====== RAW DATA ======

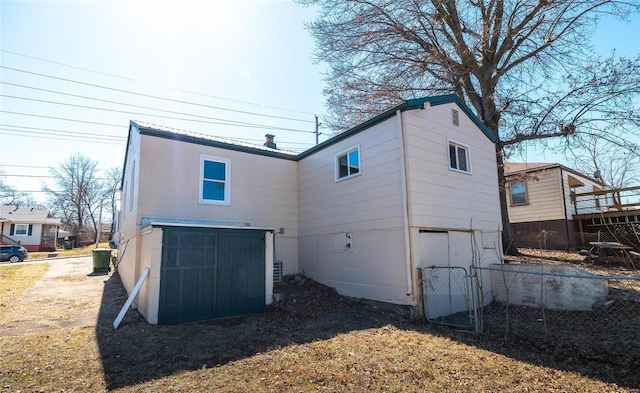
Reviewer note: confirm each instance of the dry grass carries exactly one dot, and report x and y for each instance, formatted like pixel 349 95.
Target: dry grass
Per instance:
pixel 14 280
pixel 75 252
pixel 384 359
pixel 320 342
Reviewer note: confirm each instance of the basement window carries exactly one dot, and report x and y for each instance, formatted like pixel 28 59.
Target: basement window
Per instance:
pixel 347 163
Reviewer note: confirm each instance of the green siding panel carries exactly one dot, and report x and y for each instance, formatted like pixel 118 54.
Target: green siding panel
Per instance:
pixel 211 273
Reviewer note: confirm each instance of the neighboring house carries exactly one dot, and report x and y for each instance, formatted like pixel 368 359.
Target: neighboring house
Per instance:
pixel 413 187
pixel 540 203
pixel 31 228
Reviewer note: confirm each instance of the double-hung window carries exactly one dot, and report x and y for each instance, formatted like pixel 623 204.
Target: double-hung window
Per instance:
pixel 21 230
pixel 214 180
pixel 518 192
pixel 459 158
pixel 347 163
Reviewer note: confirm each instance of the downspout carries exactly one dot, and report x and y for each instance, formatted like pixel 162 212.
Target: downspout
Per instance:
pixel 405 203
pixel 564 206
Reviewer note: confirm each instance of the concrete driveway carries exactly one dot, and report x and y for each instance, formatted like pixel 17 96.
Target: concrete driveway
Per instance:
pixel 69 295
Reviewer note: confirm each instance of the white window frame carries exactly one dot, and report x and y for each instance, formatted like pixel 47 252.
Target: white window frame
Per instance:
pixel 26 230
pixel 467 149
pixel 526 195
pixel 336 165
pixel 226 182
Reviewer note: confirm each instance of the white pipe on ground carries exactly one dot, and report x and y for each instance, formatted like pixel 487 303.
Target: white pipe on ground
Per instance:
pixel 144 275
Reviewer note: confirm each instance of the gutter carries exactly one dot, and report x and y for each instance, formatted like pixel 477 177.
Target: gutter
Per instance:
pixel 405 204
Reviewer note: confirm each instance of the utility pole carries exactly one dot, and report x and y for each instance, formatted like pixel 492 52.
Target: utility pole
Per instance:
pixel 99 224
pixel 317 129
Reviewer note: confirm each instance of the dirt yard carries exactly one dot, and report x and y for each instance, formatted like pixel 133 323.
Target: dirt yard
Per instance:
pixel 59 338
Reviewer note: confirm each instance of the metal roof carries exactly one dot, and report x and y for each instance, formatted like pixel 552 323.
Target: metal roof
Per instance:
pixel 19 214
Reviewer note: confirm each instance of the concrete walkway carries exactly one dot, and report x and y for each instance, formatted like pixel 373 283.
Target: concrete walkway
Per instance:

======
====== RAW DATA ======

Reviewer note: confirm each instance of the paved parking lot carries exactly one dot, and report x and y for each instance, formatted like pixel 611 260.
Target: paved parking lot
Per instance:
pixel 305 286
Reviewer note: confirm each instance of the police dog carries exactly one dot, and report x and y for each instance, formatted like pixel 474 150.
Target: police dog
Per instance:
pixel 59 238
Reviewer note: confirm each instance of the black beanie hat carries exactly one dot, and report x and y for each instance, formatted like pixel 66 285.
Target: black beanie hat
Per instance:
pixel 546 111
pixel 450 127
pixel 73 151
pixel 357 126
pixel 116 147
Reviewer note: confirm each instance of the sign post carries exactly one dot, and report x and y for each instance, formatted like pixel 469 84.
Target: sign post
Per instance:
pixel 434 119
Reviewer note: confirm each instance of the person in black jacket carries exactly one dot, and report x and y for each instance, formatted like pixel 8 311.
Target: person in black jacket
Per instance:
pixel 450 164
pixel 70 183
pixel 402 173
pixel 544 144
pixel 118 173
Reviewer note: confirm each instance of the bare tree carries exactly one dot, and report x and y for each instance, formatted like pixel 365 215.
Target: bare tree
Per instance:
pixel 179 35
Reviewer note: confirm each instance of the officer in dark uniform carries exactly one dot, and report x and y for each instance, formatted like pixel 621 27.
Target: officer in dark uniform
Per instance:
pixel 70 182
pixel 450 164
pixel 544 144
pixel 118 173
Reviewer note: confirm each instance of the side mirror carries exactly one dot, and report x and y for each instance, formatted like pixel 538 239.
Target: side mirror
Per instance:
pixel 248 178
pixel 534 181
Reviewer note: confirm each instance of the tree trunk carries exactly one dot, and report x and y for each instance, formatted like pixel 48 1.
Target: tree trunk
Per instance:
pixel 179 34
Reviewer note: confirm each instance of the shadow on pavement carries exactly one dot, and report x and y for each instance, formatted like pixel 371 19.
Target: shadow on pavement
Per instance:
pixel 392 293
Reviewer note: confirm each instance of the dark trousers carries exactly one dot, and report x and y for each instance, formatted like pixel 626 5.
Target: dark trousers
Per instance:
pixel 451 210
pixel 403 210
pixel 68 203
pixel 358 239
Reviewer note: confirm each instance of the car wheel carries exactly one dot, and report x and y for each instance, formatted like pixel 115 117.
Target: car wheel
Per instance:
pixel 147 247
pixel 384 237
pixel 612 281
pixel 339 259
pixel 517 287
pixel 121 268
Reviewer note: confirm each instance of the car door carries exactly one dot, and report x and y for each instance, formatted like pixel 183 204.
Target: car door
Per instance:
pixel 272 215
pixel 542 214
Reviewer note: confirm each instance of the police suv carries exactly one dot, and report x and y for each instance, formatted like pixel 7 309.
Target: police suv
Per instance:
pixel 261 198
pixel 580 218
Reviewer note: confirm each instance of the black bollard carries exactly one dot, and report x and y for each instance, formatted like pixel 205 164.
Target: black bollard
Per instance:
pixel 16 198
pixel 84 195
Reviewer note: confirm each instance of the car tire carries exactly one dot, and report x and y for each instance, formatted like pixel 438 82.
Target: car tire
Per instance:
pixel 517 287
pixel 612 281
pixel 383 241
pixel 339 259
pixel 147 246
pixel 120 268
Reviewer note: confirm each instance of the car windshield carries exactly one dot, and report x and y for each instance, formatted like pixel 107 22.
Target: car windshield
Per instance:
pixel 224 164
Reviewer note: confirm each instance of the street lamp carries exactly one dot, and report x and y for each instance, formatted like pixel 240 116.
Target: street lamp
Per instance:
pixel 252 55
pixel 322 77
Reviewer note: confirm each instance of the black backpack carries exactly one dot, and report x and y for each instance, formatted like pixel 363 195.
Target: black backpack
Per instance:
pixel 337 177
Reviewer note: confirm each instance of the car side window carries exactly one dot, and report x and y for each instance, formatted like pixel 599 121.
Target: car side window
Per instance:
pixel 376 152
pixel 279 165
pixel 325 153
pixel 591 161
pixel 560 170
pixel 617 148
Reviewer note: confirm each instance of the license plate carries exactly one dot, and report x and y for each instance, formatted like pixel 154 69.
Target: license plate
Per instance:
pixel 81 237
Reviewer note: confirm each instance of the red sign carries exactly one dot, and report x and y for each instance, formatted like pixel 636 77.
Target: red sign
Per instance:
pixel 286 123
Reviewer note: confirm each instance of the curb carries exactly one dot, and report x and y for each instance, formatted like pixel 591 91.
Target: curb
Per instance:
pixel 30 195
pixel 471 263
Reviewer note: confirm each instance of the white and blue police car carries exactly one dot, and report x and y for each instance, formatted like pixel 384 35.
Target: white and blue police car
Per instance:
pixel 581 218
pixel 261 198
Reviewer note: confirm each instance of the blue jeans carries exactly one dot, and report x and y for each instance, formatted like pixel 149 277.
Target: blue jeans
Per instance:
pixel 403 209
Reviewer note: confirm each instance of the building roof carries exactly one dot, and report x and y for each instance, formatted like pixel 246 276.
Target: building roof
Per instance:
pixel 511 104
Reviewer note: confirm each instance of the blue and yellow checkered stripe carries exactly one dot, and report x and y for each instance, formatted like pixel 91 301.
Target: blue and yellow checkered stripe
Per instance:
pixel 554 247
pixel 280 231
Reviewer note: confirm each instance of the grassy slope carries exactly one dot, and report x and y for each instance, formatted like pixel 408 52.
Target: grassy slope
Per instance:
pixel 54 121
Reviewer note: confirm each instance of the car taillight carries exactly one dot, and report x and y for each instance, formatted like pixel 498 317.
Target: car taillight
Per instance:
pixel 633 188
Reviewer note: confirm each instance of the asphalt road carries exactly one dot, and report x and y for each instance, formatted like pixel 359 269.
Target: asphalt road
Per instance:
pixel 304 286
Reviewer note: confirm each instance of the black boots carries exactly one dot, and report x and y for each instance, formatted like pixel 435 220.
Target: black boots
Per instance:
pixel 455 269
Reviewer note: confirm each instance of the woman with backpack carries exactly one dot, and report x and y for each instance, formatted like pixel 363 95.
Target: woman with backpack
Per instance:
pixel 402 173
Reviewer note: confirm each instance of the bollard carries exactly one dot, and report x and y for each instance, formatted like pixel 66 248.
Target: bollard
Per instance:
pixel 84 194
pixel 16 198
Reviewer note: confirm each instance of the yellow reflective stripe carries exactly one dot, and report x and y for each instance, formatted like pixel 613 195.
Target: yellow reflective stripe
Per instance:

======
====== RAW DATA ======

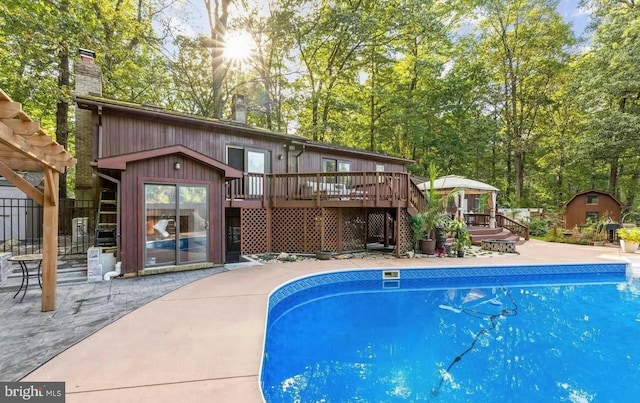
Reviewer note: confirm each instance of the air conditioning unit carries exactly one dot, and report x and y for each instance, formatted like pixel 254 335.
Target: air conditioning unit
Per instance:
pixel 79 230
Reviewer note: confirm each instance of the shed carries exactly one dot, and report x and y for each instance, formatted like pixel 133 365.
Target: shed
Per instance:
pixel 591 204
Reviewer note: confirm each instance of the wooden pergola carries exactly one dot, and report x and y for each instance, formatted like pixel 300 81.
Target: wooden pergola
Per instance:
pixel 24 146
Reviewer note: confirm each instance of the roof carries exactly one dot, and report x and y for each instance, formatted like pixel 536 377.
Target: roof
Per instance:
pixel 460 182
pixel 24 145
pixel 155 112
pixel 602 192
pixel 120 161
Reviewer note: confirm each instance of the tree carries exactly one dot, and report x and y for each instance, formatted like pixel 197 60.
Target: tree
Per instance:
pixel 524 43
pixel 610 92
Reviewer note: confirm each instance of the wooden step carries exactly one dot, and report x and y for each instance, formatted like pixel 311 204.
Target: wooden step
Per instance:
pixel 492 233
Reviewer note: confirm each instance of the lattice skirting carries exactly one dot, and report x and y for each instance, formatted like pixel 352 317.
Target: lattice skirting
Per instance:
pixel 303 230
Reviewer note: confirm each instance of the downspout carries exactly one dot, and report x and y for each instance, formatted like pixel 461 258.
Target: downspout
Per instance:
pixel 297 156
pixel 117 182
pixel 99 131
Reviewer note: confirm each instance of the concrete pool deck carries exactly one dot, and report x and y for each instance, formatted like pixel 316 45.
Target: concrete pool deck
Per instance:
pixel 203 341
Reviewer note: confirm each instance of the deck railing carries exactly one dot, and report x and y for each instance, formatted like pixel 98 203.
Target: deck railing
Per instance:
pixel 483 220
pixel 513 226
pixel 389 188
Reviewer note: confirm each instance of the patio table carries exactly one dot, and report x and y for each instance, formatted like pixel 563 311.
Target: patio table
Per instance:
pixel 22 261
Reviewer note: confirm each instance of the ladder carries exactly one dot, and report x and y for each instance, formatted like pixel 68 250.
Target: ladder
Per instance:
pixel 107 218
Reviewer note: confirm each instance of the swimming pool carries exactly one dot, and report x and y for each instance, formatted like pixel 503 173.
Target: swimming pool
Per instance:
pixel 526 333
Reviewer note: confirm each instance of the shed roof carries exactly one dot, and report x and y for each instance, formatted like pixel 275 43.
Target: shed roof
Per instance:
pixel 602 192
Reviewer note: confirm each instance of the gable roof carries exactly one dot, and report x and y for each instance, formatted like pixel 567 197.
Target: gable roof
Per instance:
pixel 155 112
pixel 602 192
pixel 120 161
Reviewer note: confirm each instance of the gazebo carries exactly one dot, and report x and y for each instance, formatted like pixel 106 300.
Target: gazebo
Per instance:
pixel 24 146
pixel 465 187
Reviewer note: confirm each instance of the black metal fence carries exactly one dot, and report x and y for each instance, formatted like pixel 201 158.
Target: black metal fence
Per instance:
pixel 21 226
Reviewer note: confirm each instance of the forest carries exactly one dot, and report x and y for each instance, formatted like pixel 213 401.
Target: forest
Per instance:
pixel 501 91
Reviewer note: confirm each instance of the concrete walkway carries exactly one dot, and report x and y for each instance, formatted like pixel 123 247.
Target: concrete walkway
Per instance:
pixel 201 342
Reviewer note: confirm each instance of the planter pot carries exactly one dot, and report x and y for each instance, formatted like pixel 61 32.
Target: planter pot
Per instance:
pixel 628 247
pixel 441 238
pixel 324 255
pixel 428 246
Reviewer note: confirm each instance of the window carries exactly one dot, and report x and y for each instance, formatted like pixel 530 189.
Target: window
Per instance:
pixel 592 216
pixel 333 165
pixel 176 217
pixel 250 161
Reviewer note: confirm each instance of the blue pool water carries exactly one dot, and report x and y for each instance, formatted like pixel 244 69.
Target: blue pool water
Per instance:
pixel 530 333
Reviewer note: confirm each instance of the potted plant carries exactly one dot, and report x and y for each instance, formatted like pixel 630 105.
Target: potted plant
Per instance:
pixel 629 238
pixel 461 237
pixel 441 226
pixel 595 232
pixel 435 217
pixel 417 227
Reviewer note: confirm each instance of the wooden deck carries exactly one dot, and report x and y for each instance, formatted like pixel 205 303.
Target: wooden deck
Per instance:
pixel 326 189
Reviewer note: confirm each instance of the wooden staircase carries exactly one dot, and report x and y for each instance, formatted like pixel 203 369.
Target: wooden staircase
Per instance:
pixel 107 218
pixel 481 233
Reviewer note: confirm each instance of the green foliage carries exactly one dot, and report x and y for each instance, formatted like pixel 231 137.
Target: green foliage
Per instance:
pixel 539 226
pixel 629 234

======

● **EXERCISE REQUIREMENTS**
Where a line in the entries holds "uniform", copy that line.

● **RESULT**
Reviewer note: confirm each instance of the officer in dark uniform carries exactly one dot, and report x and y for each instance, formatted like pixel 621 27.
Target: officer in dark uniform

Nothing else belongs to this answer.